Torniamo a parlare della stretta dell’amministrazione statunitense nei confronti di hardware e software prodotti in Cina e presenti sulle auto di importazione. Una misura dettata in primis da questioni di sicurezza nazionale, e in secondo luogo per difendere la propria economia.

I software cinesi per le auto elettriche cavalli di Troia per attacchi negli USA?

Concentriamoci però sul primo aspetto. Il timore, in un’epoca di tensioni globali tali che basta una scintilla per generare un incendio di proporzioni epiche, è che i veicoli – auto e camion – prodotti da Pechino e importati negli USA possano celare tecnologie pericolose. Nel senso che potrebbero diventare dei cavalli di Troia per sabotaggi informatici.

[Righe da un dataset di puntamento]
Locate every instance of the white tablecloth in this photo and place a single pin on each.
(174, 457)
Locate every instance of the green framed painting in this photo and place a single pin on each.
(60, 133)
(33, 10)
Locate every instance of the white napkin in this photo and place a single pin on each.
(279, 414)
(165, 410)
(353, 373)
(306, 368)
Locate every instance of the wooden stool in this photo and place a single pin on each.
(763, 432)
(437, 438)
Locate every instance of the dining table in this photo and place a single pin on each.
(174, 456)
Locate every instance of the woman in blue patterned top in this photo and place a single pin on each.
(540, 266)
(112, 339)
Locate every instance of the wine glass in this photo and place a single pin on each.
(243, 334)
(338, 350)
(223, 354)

* * *

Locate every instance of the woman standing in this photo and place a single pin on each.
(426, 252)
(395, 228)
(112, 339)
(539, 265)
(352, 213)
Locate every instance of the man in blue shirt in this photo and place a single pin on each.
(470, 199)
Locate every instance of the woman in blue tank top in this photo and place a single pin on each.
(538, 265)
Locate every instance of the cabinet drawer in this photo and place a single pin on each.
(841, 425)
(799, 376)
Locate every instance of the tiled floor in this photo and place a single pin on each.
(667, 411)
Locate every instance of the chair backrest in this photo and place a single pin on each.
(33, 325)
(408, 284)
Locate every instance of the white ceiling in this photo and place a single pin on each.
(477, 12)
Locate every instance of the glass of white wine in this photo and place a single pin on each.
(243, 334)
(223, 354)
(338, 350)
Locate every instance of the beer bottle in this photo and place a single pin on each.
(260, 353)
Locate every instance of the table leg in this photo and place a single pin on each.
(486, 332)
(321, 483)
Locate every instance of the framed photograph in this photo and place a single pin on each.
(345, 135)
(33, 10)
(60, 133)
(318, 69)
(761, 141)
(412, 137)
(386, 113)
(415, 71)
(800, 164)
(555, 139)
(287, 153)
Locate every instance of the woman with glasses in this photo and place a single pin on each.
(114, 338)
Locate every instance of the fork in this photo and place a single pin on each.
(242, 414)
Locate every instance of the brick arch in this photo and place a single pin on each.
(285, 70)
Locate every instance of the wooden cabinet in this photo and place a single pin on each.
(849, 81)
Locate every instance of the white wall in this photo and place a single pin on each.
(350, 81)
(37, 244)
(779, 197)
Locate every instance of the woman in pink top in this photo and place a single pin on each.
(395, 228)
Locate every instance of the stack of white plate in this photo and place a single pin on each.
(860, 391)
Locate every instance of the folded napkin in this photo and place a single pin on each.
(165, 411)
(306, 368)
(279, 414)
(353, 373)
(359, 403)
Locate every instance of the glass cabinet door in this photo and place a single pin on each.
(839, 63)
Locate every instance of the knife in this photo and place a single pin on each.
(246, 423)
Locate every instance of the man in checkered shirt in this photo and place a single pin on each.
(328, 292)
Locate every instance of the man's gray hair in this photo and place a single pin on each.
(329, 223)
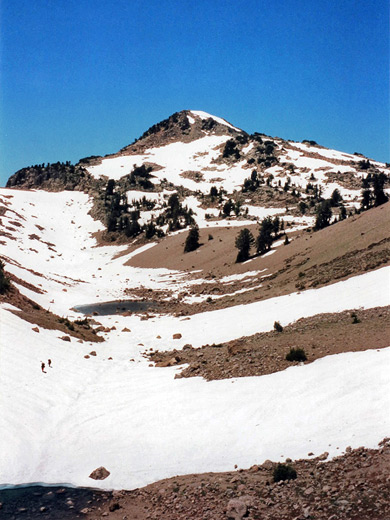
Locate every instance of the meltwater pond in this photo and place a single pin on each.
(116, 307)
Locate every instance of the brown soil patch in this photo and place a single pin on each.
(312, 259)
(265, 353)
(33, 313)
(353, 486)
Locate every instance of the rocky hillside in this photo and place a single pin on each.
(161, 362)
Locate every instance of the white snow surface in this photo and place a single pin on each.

* **Compito breve**
Per favore, riscrivi come elenco puntato il paragrafo del testo della pagina che inizia con «Concentriamoci però sul primo aspetto», mantenendone i fatti principali.

* **Risposta**
- L'attenzione si concentra sul primo aspetto.
- Il timore nasce in un'epoca di forti tensioni globali, in cui basta una scintilla per scatenare un incendio di proporzioni epiche.
- Si teme che i veicoli, auto e camion, prodotti da Pechino e importati negli USA possano nascondere tecnologie pericolose.
- Questi veicoli potrebbero diventare cavalli di Troia per sabotaggi informatici.